- **Your assignment**:
Some of the lines below need repeating. Reproduce exactly those between the lines holding "[locate] flag (a" and "[locate] evergreen tree", inclusive.

*** Given data Section Begins ***

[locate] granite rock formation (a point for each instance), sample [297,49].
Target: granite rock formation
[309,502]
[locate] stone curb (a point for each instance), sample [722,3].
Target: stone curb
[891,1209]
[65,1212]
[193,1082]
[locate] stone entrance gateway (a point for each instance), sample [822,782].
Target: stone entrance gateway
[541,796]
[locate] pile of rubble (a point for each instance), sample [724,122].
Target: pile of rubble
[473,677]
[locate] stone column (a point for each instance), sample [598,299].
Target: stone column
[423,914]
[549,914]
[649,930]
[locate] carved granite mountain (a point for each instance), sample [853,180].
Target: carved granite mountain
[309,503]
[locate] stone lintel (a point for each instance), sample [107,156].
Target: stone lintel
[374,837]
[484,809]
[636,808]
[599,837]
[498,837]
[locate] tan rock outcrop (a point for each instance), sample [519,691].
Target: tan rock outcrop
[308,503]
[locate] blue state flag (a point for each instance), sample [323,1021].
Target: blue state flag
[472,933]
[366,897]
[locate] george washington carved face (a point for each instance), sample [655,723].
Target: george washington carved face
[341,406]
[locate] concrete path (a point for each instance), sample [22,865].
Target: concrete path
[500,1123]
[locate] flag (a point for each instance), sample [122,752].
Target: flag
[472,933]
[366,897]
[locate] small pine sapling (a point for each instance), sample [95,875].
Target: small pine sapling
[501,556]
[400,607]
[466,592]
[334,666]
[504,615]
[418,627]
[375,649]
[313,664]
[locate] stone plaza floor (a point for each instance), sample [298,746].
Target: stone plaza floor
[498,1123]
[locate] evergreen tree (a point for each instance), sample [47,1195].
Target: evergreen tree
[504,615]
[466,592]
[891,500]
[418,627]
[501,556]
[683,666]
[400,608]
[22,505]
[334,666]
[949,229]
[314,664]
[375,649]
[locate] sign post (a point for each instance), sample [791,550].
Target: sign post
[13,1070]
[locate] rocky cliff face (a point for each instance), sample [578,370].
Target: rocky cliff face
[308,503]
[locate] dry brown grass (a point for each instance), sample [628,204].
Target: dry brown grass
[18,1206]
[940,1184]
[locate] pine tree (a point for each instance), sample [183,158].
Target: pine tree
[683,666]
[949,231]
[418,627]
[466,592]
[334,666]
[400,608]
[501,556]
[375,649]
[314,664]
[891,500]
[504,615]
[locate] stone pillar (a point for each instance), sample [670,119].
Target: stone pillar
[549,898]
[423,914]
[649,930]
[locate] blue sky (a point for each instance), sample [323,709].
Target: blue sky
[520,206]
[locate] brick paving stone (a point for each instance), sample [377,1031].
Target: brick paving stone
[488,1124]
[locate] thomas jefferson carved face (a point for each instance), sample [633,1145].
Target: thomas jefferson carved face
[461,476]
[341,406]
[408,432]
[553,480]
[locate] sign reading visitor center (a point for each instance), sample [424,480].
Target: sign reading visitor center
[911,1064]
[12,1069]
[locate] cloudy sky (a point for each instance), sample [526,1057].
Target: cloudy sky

*** Given data Section Ends ***

- **Written response**:
[locate] flag (a point for each instance), sample [122,752].
Target: flag
[472,933]
[366,897]
[locate] small pine sapling (a point for each instance), sample [95,875].
Target: small pine sapling
[501,556]
[400,607]
[466,592]
[334,666]
[504,615]
[418,627]
[375,649]
[313,664]
[locate] stone plaza floor (a point for each instance), sample [298,746].
Target: stone plaza floor
[498,1123]
[locate] evergreen tree (a point for each instance), sample [47,1195].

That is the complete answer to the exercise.